Exercise brief
Please copy word for word the part of the essay on sweetness that begins at the words "I call people" and stops after the words "sweet is sweet.".

Excerpt
I began reading poetry last year (for what is a poem but dessert for your mind’s meal?). Love poetry, rage poetry, anthems, odes in rhyme, meter, free verse extolling in English, Urdu, Hindi, Tamil, Bengali, Mandarin, Turkish, Spanish and more. There is sweetness to be won from the minds of those who bled words.
I call people to share moments from a nice evening. Sometimes I send them a message. Pictures, not perfectly shot, well-filtered ones showcasing my content expertise but grab-the-moment ones rejoicing in the technology & power in my hand. Joy is sweet. I enjoy flowers. Some even bloom in my spartan window; sweet things can grow in a bedrock of health. Queenly roses, pedestrian bougainvillaea, nameless little local breeds. And now and again, even a sturdy herb plant, meant only for its health properties smiles with a white flower perfumed by the sweetness of basil. Yes, basil is sweet in fragrance, not taste or flavour. But sweet is sweet.
Today, I cooked my first meal in a new kitchen. Sprouts are very nutritious; also bland. The unfamiliar settings made me slow down. So ginger, garlic & spices went in with a prudent hand. When I ate, I had to chew a bit to find my reaction. It wasn’t too hot, too salty, too raw or overcooked. And under the surface flavours of ajwain seeds & dhania, the colour of pureed tomato, the texture of boiled sprouts, I found something that lingered.
Nobody told me that onions are sweet. Especially when they’ve been soaked patiently to dilute the tears, chopped finely avoiding sliced fingers & fried patiently over a slow flame to pale pink. Onion sweet. The kind that calls back to the hungry cry of your stomach when you smell them frying. A fleeting kiss on your tongue without the pungent breath. A lingering தித்திப்பு (tithippu) which just like the word in my home language, dances lightly on the tongue, leaving behind no traces of aftertaste.
I cook more now. And I send pictures of what I’ve cooked to different people like I’m offering them a taste. Sometimes they reply with a picture or a description of their meal. From one of them, came the recipe for a more authentic baigun bhaja. A drop, a mere drop of jaggery in the batter makes for a more happy eating experience. Jaggery doesn’t jar the tongue like sugar does, with a reflux of acid. It makes all things nice and well, sweet.

Entries shown
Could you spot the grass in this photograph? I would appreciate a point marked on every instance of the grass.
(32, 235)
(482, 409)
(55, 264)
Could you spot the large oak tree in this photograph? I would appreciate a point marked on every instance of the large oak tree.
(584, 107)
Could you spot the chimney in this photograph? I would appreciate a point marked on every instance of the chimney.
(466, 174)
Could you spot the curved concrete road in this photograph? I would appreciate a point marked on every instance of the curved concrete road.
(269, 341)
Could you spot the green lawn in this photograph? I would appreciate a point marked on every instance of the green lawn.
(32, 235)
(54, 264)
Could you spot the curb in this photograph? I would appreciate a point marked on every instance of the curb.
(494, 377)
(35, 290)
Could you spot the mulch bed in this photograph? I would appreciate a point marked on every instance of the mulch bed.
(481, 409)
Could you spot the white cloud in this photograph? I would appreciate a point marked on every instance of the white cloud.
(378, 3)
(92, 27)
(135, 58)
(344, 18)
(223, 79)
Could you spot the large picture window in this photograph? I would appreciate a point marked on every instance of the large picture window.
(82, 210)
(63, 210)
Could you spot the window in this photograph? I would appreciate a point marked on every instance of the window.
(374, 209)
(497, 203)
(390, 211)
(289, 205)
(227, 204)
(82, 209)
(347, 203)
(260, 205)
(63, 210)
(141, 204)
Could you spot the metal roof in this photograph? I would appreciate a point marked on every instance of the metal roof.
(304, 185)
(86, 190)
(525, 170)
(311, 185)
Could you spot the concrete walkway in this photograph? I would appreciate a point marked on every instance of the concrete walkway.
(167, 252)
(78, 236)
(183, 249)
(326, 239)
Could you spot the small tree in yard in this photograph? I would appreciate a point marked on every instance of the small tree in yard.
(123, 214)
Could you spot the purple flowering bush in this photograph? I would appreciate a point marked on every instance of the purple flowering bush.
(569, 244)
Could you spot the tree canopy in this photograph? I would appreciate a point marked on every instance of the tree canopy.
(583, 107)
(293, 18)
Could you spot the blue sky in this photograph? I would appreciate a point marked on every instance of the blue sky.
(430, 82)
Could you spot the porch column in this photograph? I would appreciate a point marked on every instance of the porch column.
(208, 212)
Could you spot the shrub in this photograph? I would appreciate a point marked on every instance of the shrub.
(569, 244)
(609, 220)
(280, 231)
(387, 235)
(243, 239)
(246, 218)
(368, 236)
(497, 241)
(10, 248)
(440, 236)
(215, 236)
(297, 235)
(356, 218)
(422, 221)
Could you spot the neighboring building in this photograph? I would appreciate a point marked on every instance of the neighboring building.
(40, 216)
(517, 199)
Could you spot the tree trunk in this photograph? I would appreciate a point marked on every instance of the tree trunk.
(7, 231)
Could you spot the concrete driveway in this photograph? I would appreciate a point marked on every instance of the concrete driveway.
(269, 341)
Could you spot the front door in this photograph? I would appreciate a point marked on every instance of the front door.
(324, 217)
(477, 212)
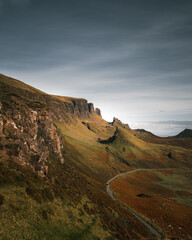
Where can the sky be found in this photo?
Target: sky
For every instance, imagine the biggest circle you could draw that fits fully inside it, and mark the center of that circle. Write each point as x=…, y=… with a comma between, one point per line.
x=131, y=58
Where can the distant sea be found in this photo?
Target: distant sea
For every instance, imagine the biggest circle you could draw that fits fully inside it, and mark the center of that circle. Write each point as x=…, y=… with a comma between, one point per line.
x=162, y=128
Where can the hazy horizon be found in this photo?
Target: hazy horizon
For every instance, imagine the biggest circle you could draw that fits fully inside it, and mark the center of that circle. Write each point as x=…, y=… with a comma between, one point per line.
x=132, y=59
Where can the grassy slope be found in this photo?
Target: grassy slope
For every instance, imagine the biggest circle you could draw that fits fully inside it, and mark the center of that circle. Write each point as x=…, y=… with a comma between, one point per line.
x=88, y=165
x=71, y=203
x=169, y=203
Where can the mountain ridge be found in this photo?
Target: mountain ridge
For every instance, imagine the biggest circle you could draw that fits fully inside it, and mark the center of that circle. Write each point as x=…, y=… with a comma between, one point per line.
x=56, y=155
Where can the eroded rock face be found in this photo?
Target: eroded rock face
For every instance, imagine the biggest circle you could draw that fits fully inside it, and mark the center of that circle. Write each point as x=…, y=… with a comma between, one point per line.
x=29, y=136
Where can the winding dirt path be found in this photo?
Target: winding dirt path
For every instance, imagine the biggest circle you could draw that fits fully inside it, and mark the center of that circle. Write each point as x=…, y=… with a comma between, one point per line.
x=111, y=194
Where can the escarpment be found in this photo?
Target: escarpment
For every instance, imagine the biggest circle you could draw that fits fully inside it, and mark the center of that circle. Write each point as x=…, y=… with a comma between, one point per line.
x=28, y=134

Task response
I call people to share moments from a nice evening. Sometimes I send them a message. Pictures, not perfectly shot, well-filtered ones showcasing my content expertise but grab-the-moment ones rejoicing in the technology & power in my hand. Joy is sweet. I enjoy flowers. Some even bloom in my spartan window; sweet things can grow in a bedrock of health. Queenly roses, pedestrian bougainvillaea, nameless little local breeds. And now and again, even a sturdy herb plant, meant only for its health properties smiles with a white flower perfumed by the sweetness of basil. Yes, basil is sweet in fragrance, not taste or flavour. But sweet is sweet.